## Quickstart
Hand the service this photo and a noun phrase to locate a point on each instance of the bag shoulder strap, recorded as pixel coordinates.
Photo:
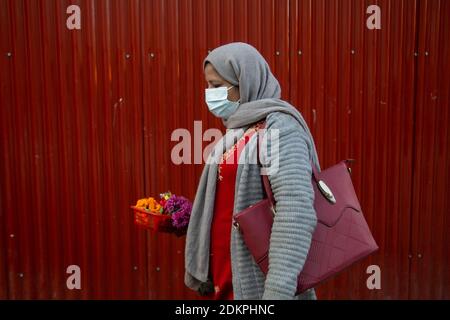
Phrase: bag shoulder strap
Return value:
(265, 179)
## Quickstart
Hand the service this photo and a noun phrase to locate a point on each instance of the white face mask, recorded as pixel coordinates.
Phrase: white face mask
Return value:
(218, 103)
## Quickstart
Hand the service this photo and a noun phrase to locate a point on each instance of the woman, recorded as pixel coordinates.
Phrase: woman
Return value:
(243, 92)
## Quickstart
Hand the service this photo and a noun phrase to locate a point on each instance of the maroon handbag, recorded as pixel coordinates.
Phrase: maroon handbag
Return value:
(341, 238)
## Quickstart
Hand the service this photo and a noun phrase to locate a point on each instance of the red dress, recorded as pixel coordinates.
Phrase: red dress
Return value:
(220, 259)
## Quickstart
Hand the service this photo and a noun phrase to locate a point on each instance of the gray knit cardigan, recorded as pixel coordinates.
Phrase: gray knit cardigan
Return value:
(294, 221)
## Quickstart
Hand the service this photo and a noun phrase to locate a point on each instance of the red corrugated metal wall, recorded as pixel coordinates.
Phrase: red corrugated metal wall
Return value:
(87, 115)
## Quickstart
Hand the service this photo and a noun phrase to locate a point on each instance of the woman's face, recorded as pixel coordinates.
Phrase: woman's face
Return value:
(214, 80)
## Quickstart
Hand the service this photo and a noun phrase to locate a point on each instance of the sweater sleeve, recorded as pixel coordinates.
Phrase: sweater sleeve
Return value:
(295, 217)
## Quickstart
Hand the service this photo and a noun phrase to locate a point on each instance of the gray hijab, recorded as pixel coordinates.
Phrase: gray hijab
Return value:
(241, 65)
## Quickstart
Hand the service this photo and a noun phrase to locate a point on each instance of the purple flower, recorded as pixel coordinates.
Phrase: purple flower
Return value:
(180, 209)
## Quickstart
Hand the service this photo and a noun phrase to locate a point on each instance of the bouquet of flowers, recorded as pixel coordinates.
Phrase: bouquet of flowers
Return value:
(170, 214)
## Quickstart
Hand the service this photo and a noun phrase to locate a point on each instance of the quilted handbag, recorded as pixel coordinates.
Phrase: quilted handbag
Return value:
(341, 238)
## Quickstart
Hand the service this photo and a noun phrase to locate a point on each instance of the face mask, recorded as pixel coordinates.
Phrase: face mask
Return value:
(218, 103)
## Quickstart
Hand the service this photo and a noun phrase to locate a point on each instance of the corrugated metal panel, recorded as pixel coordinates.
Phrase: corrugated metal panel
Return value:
(86, 119)
(72, 150)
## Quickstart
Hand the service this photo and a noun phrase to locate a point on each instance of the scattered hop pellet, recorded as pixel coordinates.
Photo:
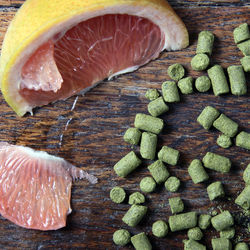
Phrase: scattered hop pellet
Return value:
(215, 190)
(169, 155)
(127, 164)
(149, 123)
(172, 184)
(182, 221)
(216, 162)
(241, 33)
(134, 215)
(170, 92)
(243, 140)
(117, 194)
(141, 242)
(121, 237)
(197, 172)
(157, 107)
(237, 80)
(218, 79)
(176, 71)
(205, 43)
(226, 125)
(186, 85)
(159, 171)
(160, 229)
(207, 117)
(132, 136)
(200, 62)
(202, 83)
(222, 221)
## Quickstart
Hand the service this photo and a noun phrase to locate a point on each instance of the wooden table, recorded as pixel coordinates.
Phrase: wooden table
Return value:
(93, 139)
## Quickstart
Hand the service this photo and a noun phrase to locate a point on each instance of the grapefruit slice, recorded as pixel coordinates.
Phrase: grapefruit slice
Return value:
(35, 187)
(55, 49)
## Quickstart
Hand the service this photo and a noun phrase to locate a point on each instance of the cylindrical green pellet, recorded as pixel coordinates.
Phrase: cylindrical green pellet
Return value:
(221, 244)
(169, 155)
(148, 145)
(243, 140)
(222, 221)
(205, 42)
(207, 117)
(197, 172)
(157, 107)
(141, 242)
(218, 79)
(149, 123)
(127, 164)
(237, 80)
(134, 215)
(226, 125)
(216, 162)
(182, 221)
(170, 92)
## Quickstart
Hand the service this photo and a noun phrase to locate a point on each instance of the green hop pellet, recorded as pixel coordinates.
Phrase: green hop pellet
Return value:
(148, 145)
(149, 123)
(157, 107)
(117, 194)
(215, 190)
(159, 171)
(141, 242)
(186, 85)
(204, 221)
(224, 141)
(132, 136)
(228, 233)
(134, 215)
(197, 172)
(218, 80)
(195, 233)
(202, 83)
(226, 125)
(169, 155)
(243, 140)
(205, 43)
(221, 244)
(243, 199)
(172, 184)
(200, 62)
(147, 185)
(176, 71)
(222, 221)
(241, 33)
(182, 221)
(237, 80)
(207, 117)
(244, 47)
(245, 62)
(136, 198)
(160, 229)
(127, 164)
(216, 162)
(152, 94)
(121, 237)
(170, 92)
(176, 205)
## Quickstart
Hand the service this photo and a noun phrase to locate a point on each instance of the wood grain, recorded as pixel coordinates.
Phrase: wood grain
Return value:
(93, 140)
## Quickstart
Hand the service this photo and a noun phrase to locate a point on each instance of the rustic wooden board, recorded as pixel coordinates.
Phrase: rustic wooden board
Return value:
(93, 140)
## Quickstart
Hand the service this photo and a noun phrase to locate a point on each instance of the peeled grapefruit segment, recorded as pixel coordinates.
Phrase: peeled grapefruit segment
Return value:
(55, 49)
(35, 187)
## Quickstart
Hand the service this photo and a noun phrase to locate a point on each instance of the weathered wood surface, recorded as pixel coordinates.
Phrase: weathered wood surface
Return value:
(93, 140)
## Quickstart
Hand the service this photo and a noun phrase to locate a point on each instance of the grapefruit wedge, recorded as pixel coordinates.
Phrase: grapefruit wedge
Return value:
(35, 187)
(55, 49)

--------

### INSTRUCTIONS FOR THE TASK
Show every line of the records that contains the word "gray", copying each one in full.

### CORRECT ANSWER
Hand the service this photo and a noun phrase to locate a point on each instance of the gray knit cardigan, recorded as pixel coordinates.
Phrase: gray knit cardigan
Hand the service this photo and a noun phrase to locate a point on each instance of the gray hijab, recorded as pixel coordinates.
Phrase: gray hijab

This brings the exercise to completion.